begin

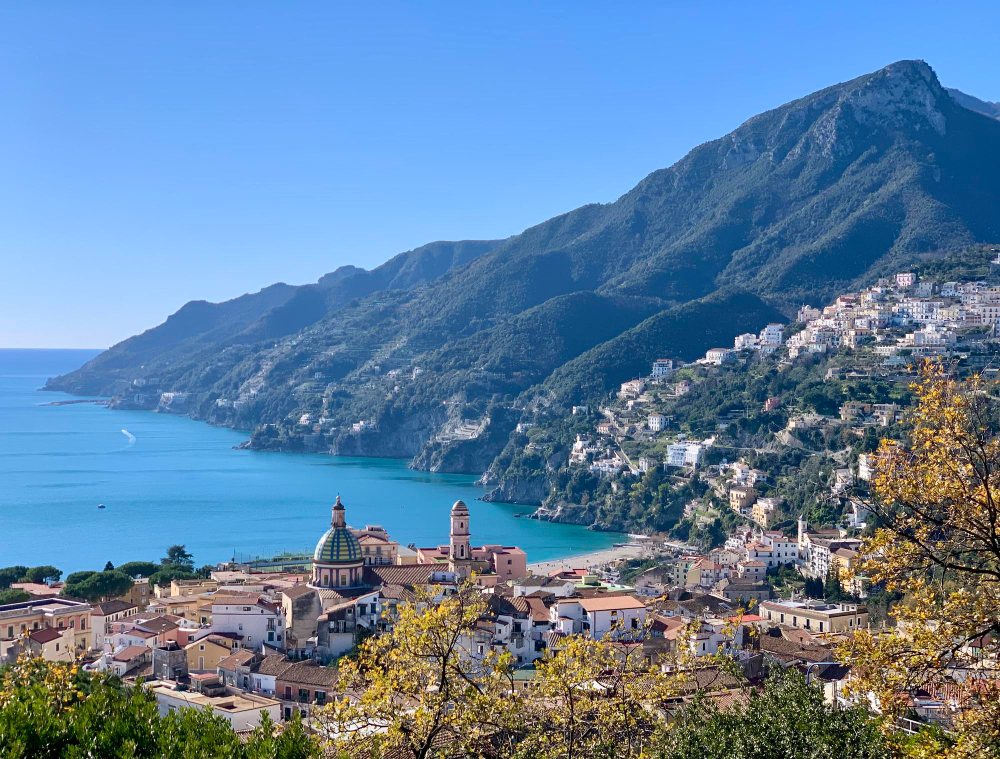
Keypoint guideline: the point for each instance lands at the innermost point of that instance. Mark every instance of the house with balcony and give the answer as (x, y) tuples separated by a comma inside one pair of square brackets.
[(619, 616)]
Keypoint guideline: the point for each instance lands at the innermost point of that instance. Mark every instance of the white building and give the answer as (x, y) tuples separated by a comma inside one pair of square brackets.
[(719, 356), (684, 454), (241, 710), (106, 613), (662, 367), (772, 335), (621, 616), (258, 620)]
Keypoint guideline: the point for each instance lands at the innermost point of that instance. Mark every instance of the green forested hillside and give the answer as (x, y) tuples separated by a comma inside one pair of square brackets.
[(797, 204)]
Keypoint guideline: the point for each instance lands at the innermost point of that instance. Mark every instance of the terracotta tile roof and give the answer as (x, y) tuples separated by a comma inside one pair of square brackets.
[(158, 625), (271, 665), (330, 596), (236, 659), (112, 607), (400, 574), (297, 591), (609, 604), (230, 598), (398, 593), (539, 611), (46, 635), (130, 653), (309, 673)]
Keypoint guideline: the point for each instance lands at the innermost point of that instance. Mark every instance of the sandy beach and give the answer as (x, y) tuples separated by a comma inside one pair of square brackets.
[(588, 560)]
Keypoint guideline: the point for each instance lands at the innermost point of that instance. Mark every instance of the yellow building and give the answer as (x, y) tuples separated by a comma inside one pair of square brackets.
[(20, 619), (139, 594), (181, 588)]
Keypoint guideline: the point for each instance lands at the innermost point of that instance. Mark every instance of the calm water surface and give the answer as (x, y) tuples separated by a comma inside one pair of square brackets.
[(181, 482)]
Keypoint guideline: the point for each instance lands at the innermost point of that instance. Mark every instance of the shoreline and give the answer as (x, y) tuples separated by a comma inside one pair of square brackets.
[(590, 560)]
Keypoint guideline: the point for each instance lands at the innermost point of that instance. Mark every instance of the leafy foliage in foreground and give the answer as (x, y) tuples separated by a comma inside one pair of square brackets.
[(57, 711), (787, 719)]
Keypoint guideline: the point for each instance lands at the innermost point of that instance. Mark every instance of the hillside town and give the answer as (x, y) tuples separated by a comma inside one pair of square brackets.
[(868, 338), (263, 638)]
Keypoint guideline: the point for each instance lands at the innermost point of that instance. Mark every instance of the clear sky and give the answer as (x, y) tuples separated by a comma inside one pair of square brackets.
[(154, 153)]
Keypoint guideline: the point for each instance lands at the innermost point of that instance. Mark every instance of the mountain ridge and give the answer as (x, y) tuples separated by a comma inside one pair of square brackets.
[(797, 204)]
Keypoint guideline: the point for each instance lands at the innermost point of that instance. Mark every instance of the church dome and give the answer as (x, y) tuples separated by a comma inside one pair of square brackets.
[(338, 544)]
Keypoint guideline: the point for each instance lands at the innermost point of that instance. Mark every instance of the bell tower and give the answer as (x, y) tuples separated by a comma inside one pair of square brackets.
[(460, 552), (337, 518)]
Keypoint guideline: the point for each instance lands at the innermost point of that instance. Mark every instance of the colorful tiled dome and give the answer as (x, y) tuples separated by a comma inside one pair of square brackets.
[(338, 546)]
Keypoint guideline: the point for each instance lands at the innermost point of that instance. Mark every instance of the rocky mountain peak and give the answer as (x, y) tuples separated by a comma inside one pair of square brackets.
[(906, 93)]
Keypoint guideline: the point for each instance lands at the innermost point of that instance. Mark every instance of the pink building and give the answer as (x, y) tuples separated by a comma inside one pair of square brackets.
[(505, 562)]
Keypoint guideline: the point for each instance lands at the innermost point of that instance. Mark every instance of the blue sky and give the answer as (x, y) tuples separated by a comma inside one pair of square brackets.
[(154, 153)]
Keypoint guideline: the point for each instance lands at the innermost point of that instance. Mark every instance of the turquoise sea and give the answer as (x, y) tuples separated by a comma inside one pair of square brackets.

end

Given task
Print all of the material above word for word, leaving out the pictures.

Correct output
Keypoint guideline: the point for each instance lands at the innermost point of that instance. Mark every instance of the house with balcony and give the answer as (x, y) tuples separated by a comma inside one pair of square brackets.
[(619, 616)]
Keypoint guideline: the point for each instance lands at the innermost point of that instance. Mark every instance of the white building and give the answer as (x, y) tuples separated by a comma inside one pair of square brackets.
[(719, 356), (684, 454), (241, 710), (106, 613), (662, 367), (772, 335), (621, 616), (258, 620)]
Keypoint guideline: the point for each instance lands at the innermost point of that instance. Mark every instance of the green forested hillside and give the answer as (x, y) tuples separated by a comma inside one pair of square brackets.
[(797, 204)]
Keypoint guideline: the point for each instance lands at the innermost point of that instance. Mark every instance of the terracotta tile roof and give the answer as (x, y) tuples separated by a comma inside one pair of square brackets.
[(158, 625), (271, 665), (330, 596), (236, 659), (112, 607), (400, 574), (297, 591), (609, 604), (230, 598), (398, 593), (539, 611), (46, 635), (130, 653), (309, 673)]
Keypoint guideline: the point for each instance lands at the innermost point of that instance. Mark every instance of the sandy beach and give the answer as (x, y) tuples separated by a comma inside one pair of square brackets.
[(588, 560)]
Keypoint guideline: the point for each instance lands at the innermost point of that instance. Mark every instance of the yellow building and give the answer as (x, y) tuples separated by a comma inside one pair of square brackets.
[(20, 619), (139, 594), (181, 588)]
Keypoint guideline: the point for each instance lands at the innermost point of that instance. Mark every instance of the calm water surface and give the answer as (x, y) tuples separated by a comma inside one pair of square brackets.
[(181, 482)]
Keypoint guideline: the point for each instance lands at the innermost point of that instance. Mark every instance of the shoreline and give the answer as (x, y) tuples separated by a comma inside one pair of square brackets.
[(590, 560)]
Keypoint guideline: the point for each instance lands at the innermost point of that instance. Mark every instance of the leafy foliage in foreground and give the answer as (x, y) tuples separated by a comma inside one pair of square brackets.
[(57, 711), (787, 719)]
Keypoint guideline: the point for each instance lands at the innermost point of that instance. Mark every instance of the hillside town and give the answer as (x, y) tuples separated by a comma inside one pair of square brackets.
[(868, 338), (263, 638)]
Keypoint guideline: the point for each instance lands at the innermost point of that instance. Mark every instance of the clear sky and give the answer as (x, y) tuples separated by a comma inside one pair of square brackets.
[(154, 153)]
Keypoint guideline: the point for each instance lands at the innermost point of that instance. Mark every instance of the mountain ridge and give the answer as (x, y) tuples separated by a comma inside one pair of square brackets.
[(797, 204)]
Keypoint guideline: the point for each instance lands at the innermost point of that instance. Mark every instance of the church dome and give the answer as (x, y) tuples separated by a comma inside one pair of square brackets.
[(338, 544)]
Keypoint guideline: the point for each instance lands at the innermost point of that instance. Mark every instance of the bell tower and give the answer as (x, y) tuples separated by a comma inside one pair of square brackets.
[(460, 552), (337, 518)]
Keypoint guideline: the point for each instance lands at the innermost point of that instance. Mark every instance of the colorful tiled dome and give the answer as (x, y) tuples separated by a comma inside one pair of square brackets.
[(338, 546)]
Keypoint guideline: the point for each instance lands at the innermost point of that instance. Mark every instance of the rocky mountain peak and give the answer as (x, y) tuples separated by a comma inside one pair of square brackets.
[(906, 93)]
Keypoint guideline: the point for each instance lands at the innermost point of that instance. Mark every instance of the pink building and give the answer as (x, y) tuples separated by a comma inside one pair of square brackets.
[(505, 562)]
Keypoint guideline: the point for each instance lands at the innermost point of that instance. Mark every instance of the blue sky and give the answer as (x, y) tuples separated by a comma inside one pair of square brackets.
[(154, 153)]
Keypoint guideline: the point for each instance lands at the innermost point of that instance. Mark every instance of the turquoise sea and give the answer as (x, y) tuples separated by a comma inside one pair of square brackets.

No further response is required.